▸ WORK TO BE COMPLETED: Convert the entries from their first line through the line containing "POLYGON ((275 207, 271" into a numbered list with one line per item, skipping blank lines and leaving out the pictures.

▸ DATA SUPPLIED:
========

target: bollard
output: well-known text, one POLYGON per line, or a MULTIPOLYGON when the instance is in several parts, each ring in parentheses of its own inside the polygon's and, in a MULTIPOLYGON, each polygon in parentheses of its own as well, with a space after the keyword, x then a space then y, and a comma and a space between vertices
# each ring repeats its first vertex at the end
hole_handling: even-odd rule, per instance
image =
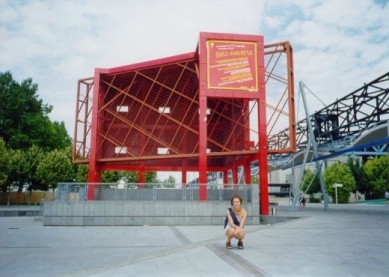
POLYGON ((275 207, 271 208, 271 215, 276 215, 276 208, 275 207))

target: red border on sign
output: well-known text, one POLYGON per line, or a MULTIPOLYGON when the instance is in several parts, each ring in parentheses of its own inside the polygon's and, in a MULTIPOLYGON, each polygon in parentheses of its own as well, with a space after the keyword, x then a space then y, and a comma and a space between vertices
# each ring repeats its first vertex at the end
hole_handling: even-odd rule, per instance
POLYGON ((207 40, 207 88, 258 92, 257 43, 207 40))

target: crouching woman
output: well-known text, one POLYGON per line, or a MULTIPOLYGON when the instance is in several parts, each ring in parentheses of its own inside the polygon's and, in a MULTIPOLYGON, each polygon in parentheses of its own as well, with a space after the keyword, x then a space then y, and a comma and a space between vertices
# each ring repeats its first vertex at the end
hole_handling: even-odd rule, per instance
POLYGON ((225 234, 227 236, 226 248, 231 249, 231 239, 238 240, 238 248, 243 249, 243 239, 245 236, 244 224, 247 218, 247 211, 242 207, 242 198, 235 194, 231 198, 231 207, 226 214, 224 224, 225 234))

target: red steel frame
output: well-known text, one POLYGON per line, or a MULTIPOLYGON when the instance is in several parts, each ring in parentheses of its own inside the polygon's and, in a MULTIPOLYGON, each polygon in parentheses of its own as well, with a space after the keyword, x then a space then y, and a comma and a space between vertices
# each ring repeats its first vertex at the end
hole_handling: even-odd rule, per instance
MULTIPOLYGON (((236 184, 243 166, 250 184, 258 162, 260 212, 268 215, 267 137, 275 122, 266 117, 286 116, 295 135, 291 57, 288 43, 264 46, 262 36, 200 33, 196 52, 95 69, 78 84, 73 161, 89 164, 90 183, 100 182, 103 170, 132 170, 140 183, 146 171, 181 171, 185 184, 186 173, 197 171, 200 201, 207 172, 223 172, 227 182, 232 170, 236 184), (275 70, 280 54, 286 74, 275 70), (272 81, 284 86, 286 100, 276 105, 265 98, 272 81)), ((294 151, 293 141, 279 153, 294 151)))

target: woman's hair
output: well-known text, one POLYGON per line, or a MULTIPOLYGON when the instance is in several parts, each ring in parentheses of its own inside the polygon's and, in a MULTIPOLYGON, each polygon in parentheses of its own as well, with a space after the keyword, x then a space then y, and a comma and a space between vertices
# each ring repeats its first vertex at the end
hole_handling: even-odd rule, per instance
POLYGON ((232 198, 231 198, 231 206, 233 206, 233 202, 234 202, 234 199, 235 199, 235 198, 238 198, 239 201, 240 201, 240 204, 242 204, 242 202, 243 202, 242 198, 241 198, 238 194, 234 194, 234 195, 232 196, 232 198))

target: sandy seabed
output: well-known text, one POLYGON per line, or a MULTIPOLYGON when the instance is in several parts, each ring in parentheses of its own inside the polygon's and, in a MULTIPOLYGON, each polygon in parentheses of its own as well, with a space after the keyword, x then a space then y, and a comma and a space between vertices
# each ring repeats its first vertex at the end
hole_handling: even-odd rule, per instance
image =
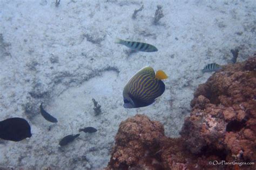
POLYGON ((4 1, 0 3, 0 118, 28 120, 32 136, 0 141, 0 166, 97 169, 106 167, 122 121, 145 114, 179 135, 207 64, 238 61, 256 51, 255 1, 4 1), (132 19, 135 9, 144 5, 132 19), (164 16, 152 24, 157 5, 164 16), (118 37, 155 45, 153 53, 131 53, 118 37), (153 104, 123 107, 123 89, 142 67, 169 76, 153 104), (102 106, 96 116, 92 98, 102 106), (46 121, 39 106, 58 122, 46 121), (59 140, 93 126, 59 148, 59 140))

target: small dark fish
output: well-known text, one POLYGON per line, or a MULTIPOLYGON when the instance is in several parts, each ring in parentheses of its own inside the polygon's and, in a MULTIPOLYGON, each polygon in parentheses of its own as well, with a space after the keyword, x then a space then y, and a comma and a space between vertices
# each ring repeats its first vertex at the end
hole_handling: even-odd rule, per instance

========

▸ TASK RESPONSE:
1. target: bollard
2. output: well-known text, one POLYGON per line, or a MULTIPOLYGON when the instance is in several parts, each ring in parentheses of its own inside the polygon's and, in a MULTIPOLYGON, each polygon in parentheses of its own as well, with a space after the keyword, x then a space then y, and a comma and a space between vertices
3. # each ring repeats its first vertex at the end
4. hole_handling: even-odd rule, per instance
5. image =
6. POLYGON ((275 207, 271 208, 271 215, 276 215, 276 208, 275 207))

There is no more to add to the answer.